(Items from a dataset)
********************
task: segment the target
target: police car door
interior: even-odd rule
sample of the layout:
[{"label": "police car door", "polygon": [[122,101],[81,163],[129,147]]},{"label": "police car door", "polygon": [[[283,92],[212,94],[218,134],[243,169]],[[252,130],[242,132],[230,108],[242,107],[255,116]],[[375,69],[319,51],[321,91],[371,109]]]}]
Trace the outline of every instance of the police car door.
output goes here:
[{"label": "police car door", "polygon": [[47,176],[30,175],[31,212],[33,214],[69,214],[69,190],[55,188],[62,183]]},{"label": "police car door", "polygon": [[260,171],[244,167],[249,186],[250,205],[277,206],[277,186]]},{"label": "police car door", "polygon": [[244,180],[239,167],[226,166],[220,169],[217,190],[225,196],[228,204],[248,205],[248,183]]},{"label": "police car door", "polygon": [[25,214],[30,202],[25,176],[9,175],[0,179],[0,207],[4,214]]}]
********************
Can you select every line in the items above that contains the word "police" and copy each of those lines?

» Result of the task:
target: police car door
[{"label": "police car door", "polygon": [[122,101],[81,163],[129,147]]},{"label": "police car door", "polygon": [[[283,92],[212,94],[218,134],[243,169]],[[252,130],[242,132],[230,108],[242,107],[255,116]],[[375,69],[319,51],[321,91],[371,109]]]}]
Trace the outline of every instance of the police car door.
[{"label": "police car door", "polygon": [[47,176],[30,175],[31,212],[33,214],[69,214],[69,190],[55,188],[62,183]]},{"label": "police car door", "polygon": [[260,171],[244,167],[249,186],[250,205],[277,206],[277,186]]},{"label": "police car door", "polygon": [[244,180],[239,167],[226,166],[220,169],[217,190],[225,196],[228,204],[248,205],[248,183]]},{"label": "police car door", "polygon": [[25,214],[30,202],[25,176],[9,175],[0,179],[0,207],[4,214]]}]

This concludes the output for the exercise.